## What the task requires
Repeat the data below word for word, including every line, but leave out the pictures.

## Extracted information
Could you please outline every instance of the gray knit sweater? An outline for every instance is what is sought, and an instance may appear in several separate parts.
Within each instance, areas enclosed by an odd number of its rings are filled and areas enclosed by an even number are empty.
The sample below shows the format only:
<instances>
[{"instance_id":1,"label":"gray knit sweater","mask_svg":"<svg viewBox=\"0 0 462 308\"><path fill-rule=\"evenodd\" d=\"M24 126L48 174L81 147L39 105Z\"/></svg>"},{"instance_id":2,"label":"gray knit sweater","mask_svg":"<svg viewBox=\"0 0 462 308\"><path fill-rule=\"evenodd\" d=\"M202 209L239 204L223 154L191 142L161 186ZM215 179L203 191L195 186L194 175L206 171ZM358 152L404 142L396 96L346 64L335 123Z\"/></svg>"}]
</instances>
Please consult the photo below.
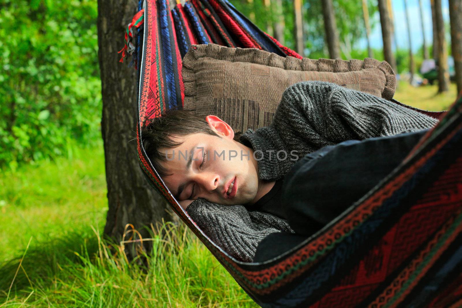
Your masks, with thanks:
<instances>
[{"instance_id":1,"label":"gray knit sweater","mask_svg":"<svg viewBox=\"0 0 462 308\"><path fill-rule=\"evenodd\" d=\"M283 178L296 161L277 159L278 151L297 151L301 158L323 146L429 128L438 120L393 102L334 84L301 82L287 88L269 127L248 129L241 142L260 150L260 179ZM258 159L258 155L255 155ZM266 236L292 231L286 222L243 205L224 205L199 198L187 208L211 239L238 260L251 262ZM293 231L292 231L293 232Z\"/></svg>"}]
</instances>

## Exercise solution
Could you please outline every instance of the gray knit sweater? An outline for every instance is what is sought, and an instance may appear in several separate parts.
Within each instance, areas enclosed by an odd number of its rings are filled and areas enclosed by an even number are empty.
The sample below shows the format only:
<instances>
[{"instance_id":1,"label":"gray knit sweater","mask_svg":"<svg viewBox=\"0 0 462 308\"><path fill-rule=\"evenodd\" d=\"M24 126L48 174L81 147L39 105Z\"/></svg>"},{"instance_id":2,"label":"gray knit sweater","mask_svg":"<svg viewBox=\"0 0 462 308\"><path fill-rule=\"evenodd\" d=\"M202 209L239 204L223 154L191 142L161 186ZM215 179L203 191L195 186L194 175L206 171ZM358 152L404 142L396 96L346 64L335 123Z\"/></svg>"}]
</instances>
Please consult the photo below.
Your masks, with thanks:
<instances>
[{"instance_id":1,"label":"gray knit sweater","mask_svg":"<svg viewBox=\"0 0 462 308\"><path fill-rule=\"evenodd\" d=\"M283 178L296 161L277 159L278 151L297 151L301 158L323 146L429 128L438 120L393 102L334 84L301 82L287 88L269 127L248 129L241 142L260 150L260 179ZM258 159L258 155L255 155ZM266 236L292 231L286 222L243 205L224 205L199 198L187 208L211 239L238 260L251 262ZM293 231L292 231L293 232Z\"/></svg>"}]
</instances>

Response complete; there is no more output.